--- DATASET EXTRACT ---
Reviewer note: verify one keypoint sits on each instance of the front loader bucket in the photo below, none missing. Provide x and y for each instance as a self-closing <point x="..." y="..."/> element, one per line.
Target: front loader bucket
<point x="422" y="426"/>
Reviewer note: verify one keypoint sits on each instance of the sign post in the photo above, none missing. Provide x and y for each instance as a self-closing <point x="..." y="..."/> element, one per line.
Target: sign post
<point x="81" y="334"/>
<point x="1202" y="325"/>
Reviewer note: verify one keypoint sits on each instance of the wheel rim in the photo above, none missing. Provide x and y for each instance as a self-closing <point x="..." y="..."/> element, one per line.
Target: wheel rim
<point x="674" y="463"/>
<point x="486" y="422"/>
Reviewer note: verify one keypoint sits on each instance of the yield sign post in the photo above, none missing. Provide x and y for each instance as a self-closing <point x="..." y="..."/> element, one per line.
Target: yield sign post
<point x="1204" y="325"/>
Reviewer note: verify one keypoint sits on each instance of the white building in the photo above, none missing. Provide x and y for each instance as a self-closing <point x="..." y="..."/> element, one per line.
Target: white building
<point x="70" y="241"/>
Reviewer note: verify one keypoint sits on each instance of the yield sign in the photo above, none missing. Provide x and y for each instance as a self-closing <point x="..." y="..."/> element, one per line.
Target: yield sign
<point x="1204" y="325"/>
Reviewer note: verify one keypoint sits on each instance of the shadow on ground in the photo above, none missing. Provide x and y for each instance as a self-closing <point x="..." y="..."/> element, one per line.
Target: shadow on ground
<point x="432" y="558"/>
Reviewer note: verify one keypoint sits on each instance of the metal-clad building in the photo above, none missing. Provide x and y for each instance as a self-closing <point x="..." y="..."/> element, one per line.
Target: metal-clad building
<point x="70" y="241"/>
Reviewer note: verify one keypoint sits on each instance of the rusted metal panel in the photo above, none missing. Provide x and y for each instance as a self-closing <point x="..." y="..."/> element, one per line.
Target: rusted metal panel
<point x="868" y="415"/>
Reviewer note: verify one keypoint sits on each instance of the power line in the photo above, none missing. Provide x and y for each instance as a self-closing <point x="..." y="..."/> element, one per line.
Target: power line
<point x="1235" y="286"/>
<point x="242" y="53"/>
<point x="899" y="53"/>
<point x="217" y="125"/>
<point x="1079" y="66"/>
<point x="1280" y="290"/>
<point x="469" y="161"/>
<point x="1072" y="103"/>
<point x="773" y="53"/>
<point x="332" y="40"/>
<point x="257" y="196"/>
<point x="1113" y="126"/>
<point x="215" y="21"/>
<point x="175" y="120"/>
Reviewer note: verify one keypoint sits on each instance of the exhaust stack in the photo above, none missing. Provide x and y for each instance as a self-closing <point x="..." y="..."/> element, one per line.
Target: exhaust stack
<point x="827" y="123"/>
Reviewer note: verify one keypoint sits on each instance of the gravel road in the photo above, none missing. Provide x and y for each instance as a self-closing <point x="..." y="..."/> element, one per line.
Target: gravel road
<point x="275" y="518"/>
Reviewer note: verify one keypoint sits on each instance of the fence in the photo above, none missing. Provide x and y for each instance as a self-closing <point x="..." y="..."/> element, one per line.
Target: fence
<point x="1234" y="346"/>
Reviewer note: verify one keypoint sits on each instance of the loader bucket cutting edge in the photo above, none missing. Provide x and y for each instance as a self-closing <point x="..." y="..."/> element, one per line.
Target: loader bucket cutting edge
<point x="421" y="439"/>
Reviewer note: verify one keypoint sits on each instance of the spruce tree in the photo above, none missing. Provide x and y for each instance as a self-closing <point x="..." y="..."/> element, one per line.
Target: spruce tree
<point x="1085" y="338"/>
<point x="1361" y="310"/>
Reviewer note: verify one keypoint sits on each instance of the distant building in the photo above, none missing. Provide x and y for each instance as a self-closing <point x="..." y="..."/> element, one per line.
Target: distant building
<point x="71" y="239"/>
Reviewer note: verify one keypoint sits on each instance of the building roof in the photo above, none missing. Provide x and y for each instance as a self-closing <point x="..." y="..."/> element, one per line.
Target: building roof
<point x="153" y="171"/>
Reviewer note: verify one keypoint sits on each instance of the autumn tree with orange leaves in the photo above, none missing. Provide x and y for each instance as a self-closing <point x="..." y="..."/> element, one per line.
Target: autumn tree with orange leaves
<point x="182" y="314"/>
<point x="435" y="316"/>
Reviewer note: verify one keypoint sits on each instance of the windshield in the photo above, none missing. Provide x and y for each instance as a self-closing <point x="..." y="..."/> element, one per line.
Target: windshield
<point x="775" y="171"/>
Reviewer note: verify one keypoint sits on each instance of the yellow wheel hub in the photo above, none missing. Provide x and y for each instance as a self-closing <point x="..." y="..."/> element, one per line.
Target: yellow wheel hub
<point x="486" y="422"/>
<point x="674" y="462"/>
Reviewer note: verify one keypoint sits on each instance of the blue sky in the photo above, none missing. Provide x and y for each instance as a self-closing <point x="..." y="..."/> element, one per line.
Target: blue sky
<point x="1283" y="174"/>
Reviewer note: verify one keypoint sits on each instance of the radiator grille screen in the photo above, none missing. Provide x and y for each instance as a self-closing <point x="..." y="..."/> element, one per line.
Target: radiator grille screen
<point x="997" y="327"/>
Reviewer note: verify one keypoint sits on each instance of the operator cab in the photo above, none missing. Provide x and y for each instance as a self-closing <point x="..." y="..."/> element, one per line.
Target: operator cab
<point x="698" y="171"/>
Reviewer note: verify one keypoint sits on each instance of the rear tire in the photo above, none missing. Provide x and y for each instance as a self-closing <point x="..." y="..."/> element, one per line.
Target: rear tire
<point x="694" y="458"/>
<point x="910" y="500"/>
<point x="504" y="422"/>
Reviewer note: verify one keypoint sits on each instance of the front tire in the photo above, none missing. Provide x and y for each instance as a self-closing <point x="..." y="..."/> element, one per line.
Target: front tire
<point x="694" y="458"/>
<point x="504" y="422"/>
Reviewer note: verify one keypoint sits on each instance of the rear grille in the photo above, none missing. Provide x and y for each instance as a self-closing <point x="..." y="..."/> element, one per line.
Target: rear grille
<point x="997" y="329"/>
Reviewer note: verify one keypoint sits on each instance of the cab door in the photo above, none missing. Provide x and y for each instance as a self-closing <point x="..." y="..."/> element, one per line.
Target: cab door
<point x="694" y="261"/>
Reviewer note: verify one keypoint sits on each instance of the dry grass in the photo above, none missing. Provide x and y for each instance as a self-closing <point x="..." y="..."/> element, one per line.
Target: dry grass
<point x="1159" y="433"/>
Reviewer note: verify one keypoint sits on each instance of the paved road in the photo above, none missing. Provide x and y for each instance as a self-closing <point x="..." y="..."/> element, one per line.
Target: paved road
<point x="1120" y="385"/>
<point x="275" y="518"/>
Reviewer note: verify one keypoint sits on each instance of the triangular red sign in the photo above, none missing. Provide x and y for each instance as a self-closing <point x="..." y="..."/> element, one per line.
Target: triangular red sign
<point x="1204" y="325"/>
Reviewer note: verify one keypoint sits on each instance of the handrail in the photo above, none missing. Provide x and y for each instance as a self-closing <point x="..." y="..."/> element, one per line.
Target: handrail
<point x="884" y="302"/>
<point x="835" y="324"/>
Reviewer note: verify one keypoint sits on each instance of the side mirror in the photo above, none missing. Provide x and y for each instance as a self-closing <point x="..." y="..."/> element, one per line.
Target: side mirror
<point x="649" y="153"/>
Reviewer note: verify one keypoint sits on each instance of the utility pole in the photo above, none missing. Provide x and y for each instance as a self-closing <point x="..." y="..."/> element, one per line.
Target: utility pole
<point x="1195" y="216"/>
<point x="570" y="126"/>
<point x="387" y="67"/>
---
• **OBJECTIVE**
Produce an exact repeat of the lines from the one containing "of the triangular" through the last line of the data, and nothing more.

• **ANSWER**
Reviewer note: verify one keypoint sits on each instance of the triangular red sign in the photo above, none missing. Provide x and y for each instance as a self-closing <point x="..." y="..."/> element, one per line.
Target: triangular red sign
<point x="1204" y="325"/>
Reviewer note: verify one keypoint sits on each instance of the handrail in the photo above, none missing. Provide x and y for each instance as a self-closing <point x="..." y="..."/> element, one per line.
Target: handrail
<point x="884" y="302"/>
<point x="835" y="324"/>
Reviewer note: verify one keypoint sits on each instance of the side mirror in the photo above, none missing. Provide x and y for each instance as a self-closing <point x="..." y="..."/> element, one per line.
Target: side mirror
<point x="649" y="153"/>
Reviewer note: verify one keypoint sits on each instance of the utility pole in the photo above, none missing. Provide x and y for each instance as a self-closing <point x="..." y="..."/> element, one per line.
Target: utility pole
<point x="1195" y="216"/>
<point x="570" y="126"/>
<point x="387" y="67"/>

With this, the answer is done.